--- start Selected extract ---

Why is it that the Chamber's job-killer bills hit-list seems to only target Democrats? Not a single targeted bill belongs to a Republican. "Bad bills", like those designed to protect public health, climate concerns or consumer rights legislation, are all authored by Democrats. The chamber has always been a lobbying organization, but it has gotten so bad that the Chamber seems to have devolved into little more than just one more fear-mongering Republican Party front group.

The "job killers" on this list are any laws that protect consumers, reduce energy use, require worker protections or anything else that might hinder a very few corporate executives from reeling in another several-hundred-million dollars a year. The jobs that are "killed" are those of lobbyists for the energy industry.

The first group on the "job killer" list is bills that ask for any kind of energy or water conservation or environmental standards for new housing construction. For example, AB 1085. The bill describes itself as undating,

"building design and construction standards and energy conservation standards for new residential and nonresidential buildings to reduce wasteful, uneconomic, inefficient, or unnecessary consumption of energy."

--- end Selected extract ---

◆ Exercise prompt ◆
According to the commentary on the Chamber's job-killer list, which bill is given as an example of the first group on the list?

--- start Data listing ---

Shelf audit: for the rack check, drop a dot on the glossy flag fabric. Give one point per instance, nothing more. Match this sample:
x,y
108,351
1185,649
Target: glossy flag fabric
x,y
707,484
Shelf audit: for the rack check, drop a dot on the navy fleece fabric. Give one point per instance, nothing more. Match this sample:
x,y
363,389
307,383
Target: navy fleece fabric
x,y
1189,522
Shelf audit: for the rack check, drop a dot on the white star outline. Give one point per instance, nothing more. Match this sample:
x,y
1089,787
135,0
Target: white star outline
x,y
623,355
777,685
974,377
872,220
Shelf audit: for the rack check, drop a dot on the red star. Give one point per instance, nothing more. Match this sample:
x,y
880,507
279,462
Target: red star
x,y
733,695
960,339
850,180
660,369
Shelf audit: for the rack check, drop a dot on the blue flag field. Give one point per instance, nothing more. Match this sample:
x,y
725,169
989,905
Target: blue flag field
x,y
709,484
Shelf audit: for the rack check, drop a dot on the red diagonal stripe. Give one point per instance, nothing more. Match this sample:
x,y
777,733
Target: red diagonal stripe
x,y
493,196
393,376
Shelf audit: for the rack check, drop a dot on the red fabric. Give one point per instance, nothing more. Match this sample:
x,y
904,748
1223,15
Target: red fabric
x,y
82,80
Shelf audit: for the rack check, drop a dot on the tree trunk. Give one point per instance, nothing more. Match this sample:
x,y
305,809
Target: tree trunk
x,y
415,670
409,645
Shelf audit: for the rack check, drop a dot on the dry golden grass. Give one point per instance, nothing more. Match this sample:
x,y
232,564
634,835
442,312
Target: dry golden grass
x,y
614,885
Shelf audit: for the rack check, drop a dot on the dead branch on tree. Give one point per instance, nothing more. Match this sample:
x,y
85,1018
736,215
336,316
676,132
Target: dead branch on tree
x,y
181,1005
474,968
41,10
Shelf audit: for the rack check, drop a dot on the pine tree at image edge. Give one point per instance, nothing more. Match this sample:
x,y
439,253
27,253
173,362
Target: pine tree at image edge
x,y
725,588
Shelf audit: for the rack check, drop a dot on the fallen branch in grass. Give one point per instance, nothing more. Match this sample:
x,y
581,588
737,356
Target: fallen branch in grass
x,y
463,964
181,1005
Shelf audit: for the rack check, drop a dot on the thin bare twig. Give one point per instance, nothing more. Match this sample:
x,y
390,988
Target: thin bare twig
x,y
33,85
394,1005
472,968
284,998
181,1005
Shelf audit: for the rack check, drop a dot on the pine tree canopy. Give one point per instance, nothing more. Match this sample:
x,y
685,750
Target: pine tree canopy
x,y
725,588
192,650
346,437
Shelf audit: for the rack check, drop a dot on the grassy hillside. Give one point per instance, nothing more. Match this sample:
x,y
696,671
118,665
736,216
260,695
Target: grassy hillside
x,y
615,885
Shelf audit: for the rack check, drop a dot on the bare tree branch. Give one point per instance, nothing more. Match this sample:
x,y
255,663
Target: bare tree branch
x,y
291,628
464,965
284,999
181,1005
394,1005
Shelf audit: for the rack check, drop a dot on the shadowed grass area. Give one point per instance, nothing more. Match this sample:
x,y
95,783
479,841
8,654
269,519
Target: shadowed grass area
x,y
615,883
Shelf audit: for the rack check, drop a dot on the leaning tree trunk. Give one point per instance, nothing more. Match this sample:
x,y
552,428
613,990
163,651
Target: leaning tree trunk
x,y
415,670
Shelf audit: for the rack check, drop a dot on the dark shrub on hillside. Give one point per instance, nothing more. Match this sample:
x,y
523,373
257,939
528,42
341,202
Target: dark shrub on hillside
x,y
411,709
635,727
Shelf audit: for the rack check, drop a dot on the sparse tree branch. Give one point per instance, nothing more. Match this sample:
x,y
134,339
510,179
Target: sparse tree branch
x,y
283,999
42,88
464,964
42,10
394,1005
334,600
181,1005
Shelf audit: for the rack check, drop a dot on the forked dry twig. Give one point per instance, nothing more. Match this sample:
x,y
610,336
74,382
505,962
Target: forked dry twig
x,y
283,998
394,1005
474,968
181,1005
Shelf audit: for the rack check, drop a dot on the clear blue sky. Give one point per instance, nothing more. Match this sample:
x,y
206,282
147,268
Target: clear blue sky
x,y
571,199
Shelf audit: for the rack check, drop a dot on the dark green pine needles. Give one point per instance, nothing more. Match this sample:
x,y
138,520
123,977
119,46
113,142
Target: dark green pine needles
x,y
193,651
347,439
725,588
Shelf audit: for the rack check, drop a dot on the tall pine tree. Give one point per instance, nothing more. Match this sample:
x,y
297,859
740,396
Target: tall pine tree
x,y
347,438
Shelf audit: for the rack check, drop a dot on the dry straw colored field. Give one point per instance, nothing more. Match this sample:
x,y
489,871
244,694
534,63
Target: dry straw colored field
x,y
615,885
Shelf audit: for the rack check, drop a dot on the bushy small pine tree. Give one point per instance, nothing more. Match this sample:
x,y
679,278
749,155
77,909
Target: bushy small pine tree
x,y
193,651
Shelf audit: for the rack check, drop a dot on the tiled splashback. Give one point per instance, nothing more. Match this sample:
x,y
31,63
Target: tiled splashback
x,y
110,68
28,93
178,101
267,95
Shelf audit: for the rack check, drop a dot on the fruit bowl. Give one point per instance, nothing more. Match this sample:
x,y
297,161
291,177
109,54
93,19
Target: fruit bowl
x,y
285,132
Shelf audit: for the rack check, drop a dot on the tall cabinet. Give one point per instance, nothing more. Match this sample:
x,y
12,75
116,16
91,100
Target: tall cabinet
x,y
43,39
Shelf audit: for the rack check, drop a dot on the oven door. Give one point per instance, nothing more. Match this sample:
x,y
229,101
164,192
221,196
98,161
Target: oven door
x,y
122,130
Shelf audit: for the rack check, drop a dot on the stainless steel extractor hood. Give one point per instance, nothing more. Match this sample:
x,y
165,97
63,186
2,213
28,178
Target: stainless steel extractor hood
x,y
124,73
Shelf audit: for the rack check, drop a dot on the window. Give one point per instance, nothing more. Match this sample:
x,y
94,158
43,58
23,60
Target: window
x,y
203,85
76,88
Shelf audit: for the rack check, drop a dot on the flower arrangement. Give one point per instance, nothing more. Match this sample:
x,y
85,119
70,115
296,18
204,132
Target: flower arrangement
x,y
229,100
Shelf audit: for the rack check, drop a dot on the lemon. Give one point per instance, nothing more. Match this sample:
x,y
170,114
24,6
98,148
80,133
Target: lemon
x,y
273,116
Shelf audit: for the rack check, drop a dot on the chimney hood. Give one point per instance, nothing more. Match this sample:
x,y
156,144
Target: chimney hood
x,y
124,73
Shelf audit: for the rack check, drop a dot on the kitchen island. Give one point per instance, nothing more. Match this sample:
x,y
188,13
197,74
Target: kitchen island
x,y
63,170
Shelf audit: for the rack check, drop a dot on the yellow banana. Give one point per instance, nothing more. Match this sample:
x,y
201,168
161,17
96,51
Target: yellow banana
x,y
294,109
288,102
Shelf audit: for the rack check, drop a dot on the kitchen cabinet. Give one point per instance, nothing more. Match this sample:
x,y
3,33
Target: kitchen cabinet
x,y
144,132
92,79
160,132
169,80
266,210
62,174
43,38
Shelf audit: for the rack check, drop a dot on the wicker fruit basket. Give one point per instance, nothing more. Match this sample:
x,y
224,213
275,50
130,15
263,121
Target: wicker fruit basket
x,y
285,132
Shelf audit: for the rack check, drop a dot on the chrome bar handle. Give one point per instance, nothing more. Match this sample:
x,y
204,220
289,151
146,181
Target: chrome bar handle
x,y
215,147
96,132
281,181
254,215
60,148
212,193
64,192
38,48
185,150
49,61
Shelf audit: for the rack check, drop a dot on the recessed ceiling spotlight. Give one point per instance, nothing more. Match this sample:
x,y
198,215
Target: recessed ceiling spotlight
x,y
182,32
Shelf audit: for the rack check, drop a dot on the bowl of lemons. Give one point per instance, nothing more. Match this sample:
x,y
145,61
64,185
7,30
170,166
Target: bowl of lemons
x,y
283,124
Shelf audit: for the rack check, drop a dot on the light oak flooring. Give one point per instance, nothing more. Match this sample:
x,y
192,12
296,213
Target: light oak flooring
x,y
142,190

--- end Data listing ---

◆ Written answer ◆
AB 1085